### Reading passage
<<<<
A national discussion about how police do their jobs and are held accountable has quickly—perhaps inevitably—raised parallel questions about whether teachers should be put under the same kind of microscope, and how their unions should approach law enforcement policy.
The death of Minneapolis resident George Floyd while in police custody has sparked protests and emotional debates about law enforcement and whether to reform, defund, or abolish police forces, including in schools. Such proposals, many of which are a long way from becoming national policy but could gain traction locally, would blunt the collective bargaining power of law enforcement.
So could the same type of political energy soon affect teachers’ unions? And to what extent has the unions’ stance shifted on the related issue of police in schools?
The kind of teacher misconduct that can lead to criminal or civil penalties, while rare, has created headlines and heated disputes in the past. And there’s no shortage of people willing to connect disappointing student outcomes with what they say are unhelpful or outdated labor protections for adults.
“Any time we have a consolidation of power, and it disempowers and marginalizes the people and the communities that it’s supposed to serve, then it’s problematic,” said Sharif El-Mekki, the CEO of the Center for Black Educator Development and a former principal. “It bewilders me that people think that unions of various types, including teachers, are immune from systemic racism. It’s beyond naive. It’s disingenuous to believe that because you signed up to teach, you magically evolve from racial tendencies and racial biases.”
Yet police brutality is a fundamentally different issue from educator accountability and, more specifically, how teachers are evaluated for their students’ performance. Uneasiness about the role of police unions has been growing on the left for some time—including, most recently, among the two national teachers’ unions themselves—at the same time that teachers’ unions have strengthened their standing in the Democratic Party.
Robert Bruno, a professor of labor and employment relations at the University of Illinois at Urbana-Champaign, said recent debates over policy areas like educator accountability and other issues prove that when it comes to “systemic problems for schools that need to be fixed … you have teachers’ unions saying: ‘We want to be a part of that process.’”
“To try to draw some parallels between the two sectors and the way the unions are operating between the two sectors is just a mistake of fact,” Bruno said.
>>>>
### Given request 1
In the article on police and teachers' unions, what position does Robert Bruno hold?

### Exercise inputs
<<<<
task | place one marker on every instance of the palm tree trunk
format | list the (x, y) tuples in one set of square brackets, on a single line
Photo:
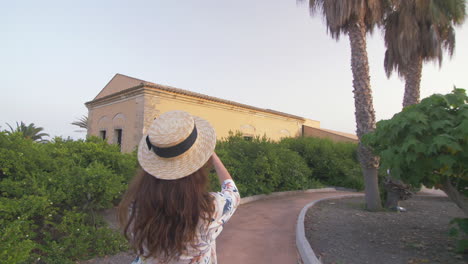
[(413, 82), (364, 112)]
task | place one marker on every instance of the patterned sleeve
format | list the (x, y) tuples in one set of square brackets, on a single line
[(226, 203)]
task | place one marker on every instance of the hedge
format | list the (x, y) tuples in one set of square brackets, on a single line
[(51, 193)]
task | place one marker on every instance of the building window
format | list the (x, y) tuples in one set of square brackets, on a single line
[(118, 137), (102, 134), (248, 138)]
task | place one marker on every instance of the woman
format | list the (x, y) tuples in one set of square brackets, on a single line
[(167, 213)]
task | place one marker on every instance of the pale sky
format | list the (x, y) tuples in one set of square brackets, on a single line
[(57, 55)]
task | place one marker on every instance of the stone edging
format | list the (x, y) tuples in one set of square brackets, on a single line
[(254, 198), (305, 250)]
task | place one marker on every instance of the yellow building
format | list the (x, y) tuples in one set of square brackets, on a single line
[(126, 106)]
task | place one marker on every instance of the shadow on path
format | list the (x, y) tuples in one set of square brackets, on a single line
[(259, 232)]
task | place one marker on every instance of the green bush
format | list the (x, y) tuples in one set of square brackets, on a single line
[(332, 163), (50, 194), (261, 166)]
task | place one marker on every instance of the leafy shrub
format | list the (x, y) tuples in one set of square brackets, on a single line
[(261, 166), (332, 163), (427, 143), (50, 194)]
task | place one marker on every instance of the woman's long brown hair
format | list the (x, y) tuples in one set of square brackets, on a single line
[(160, 217)]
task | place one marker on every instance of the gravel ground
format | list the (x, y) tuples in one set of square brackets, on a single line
[(342, 232)]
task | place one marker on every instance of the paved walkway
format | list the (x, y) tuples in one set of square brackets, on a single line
[(262, 231)]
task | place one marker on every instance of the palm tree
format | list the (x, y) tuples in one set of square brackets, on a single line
[(29, 131), (355, 18), (81, 122), (418, 31)]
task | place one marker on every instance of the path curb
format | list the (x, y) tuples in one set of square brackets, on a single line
[(305, 250), (254, 198)]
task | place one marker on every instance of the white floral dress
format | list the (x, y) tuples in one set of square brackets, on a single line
[(226, 202)]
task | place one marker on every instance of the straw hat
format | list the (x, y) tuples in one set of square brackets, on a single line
[(176, 145)]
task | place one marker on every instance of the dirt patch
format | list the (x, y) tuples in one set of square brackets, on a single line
[(342, 232)]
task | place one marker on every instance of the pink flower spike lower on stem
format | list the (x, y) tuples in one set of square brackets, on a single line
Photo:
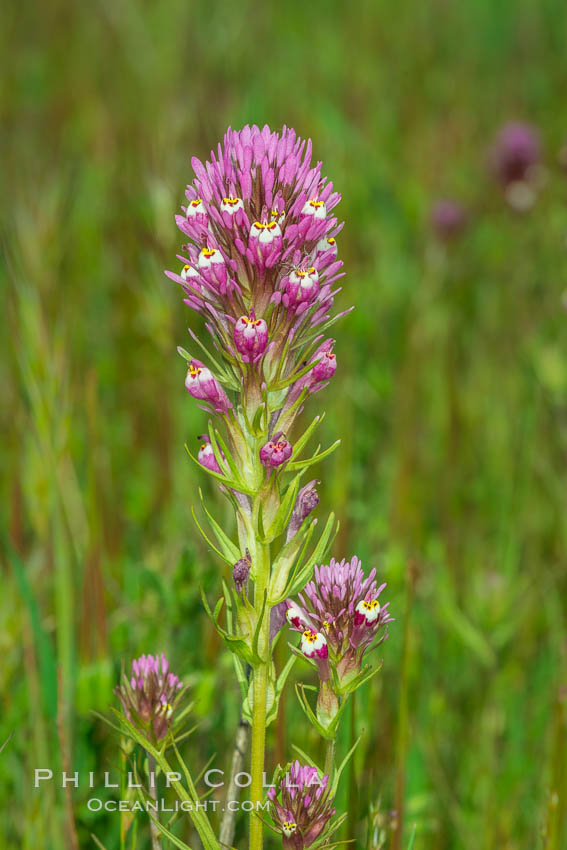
[(342, 603), (302, 806), (149, 696)]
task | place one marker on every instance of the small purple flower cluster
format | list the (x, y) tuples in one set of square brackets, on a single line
[(302, 806), (339, 617), (148, 696)]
>>>>
### Given request 2
Copy everything in the entries from the line containing "task | place one marker on every instance of the dirt" down to the line containing "[(342, 603), (302, 806), (149, 696)]", including both of those lines. Leave the pictures out of your copy.

### Exercise solution 1
He is a professor of labor and employment relations at the University of Illinois at Urbana-Champaign.

### Exercise solution 2
task | place one marker on every instance of the dirt patch
format | list the (x, y) tuples in one set of square brackets, on a single line
[(342, 232)]
task | place one marker on every instance of the pink flower spike lower on stem
format | list the (x, y) tuples in one set of square brackets, on a single line
Photo:
[(342, 603), (302, 806), (149, 696)]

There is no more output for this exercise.